**What to produce**
Reproduce the part that opens with the line containing "Reviewer note: confirm that each instance of the clock" and closes with the line containing "[(45, 316)]", including both of those lines. Keep the requests unchanged, and increase every x and y coordinate in the answers by 107.

**Exercise material**
★ ★ ★ ★ ★

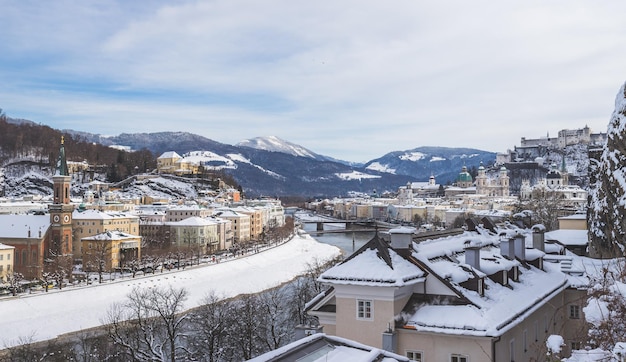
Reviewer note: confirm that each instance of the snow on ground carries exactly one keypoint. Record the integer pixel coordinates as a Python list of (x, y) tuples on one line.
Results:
[(355, 175), (45, 316), (412, 156)]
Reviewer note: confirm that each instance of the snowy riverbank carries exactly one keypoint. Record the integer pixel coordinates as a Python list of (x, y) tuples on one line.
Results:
[(46, 316)]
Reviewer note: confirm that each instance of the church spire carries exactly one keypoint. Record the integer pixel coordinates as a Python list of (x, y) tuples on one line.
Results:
[(61, 169)]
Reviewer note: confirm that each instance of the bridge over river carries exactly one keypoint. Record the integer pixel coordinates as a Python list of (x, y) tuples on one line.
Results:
[(344, 226)]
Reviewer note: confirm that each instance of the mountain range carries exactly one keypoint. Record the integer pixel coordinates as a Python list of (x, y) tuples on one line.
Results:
[(270, 166)]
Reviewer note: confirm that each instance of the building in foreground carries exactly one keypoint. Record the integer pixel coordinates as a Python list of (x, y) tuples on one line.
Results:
[(324, 348), (485, 294)]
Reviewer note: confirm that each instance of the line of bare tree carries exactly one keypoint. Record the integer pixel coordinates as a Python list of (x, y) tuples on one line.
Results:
[(152, 325)]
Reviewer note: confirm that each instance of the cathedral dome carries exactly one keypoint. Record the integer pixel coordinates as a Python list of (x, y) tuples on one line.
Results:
[(554, 173), (464, 176)]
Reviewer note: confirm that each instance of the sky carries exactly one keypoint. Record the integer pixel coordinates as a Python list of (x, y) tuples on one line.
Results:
[(353, 79), (21, 317)]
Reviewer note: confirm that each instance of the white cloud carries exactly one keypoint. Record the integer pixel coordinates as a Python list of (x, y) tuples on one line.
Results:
[(353, 80)]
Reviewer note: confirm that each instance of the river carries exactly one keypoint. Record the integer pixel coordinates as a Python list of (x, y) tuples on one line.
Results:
[(348, 242)]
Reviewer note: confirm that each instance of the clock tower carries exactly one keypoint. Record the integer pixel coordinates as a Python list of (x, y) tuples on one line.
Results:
[(61, 210)]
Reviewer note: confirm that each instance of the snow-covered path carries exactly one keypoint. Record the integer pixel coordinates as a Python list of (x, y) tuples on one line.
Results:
[(45, 316)]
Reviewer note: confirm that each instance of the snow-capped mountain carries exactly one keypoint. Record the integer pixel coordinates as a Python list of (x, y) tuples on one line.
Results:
[(442, 162), (275, 144)]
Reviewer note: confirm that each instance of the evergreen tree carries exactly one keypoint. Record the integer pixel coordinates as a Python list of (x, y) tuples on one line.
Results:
[(607, 197)]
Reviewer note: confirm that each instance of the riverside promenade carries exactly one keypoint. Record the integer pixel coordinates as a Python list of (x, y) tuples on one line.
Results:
[(44, 316)]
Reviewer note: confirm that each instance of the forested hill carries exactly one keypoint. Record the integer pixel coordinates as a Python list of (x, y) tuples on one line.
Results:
[(29, 142)]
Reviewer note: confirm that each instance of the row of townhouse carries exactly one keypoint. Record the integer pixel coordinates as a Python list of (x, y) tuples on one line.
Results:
[(122, 234)]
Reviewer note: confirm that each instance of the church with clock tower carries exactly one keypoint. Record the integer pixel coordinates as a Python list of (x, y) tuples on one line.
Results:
[(60, 242)]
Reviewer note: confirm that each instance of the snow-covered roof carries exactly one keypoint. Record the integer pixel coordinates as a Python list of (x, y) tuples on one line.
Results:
[(577, 216), (368, 268), (91, 214), (170, 154), (112, 235), (193, 221), (18, 226), (490, 314), (481, 311), (569, 237), (320, 347)]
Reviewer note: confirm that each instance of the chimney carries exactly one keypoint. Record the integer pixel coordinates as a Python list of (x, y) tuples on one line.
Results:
[(390, 340), (472, 254), (520, 246), (401, 238), (507, 246), (539, 237)]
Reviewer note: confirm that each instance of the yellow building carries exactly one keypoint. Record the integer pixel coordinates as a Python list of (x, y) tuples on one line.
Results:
[(87, 223), (6, 261), (167, 162), (240, 224), (256, 221), (114, 248)]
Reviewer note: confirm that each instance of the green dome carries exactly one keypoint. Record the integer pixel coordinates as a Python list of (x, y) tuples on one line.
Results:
[(464, 176)]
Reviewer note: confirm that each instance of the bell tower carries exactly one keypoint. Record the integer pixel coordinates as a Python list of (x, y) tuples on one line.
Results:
[(61, 209)]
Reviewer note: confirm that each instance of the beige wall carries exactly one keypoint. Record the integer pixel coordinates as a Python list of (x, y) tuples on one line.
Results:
[(572, 224), (364, 331), (85, 227), (6, 261)]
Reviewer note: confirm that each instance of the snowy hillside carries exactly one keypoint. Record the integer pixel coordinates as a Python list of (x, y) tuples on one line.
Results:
[(275, 144), (422, 162)]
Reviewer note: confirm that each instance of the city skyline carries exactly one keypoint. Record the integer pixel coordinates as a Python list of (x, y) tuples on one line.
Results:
[(350, 80)]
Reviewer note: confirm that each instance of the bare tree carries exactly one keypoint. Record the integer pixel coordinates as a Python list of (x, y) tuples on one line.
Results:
[(149, 326), (247, 328), (608, 299), (14, 280), (277, 328), (211, 322), (96, 257)]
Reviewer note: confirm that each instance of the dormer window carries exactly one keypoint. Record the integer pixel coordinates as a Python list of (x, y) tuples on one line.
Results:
[(364, 309)]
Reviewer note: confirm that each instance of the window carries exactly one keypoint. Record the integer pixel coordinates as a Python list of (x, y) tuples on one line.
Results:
[(536, 331), (459, 358), (364, 309), (414, 355)]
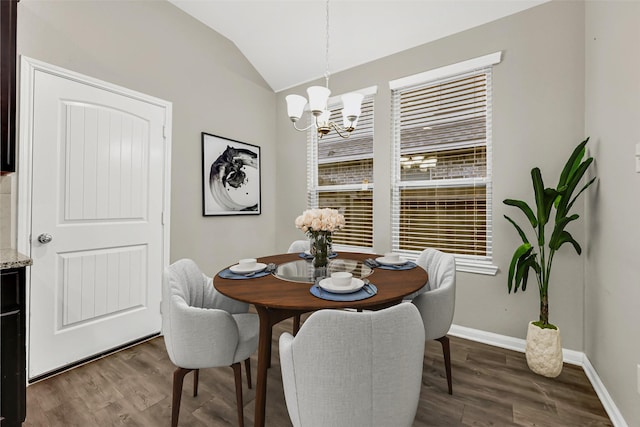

★ ★ ★ ★ ★

**Answer to this exercise**
Reviewer note: confirm that each instance of the clock tower carries exactly one keypoint. Record the integer pixel coordinates as a Python list of (x, y) tuples on one line.
Results:
[(168, 317)]
Reviewer note: confirm that each instance of the snow-covered path carries exactly one keypoint. Record the integer pixel coordinates as a Python list of (x, y) tuples on one line.
Results:
[(152, 423)]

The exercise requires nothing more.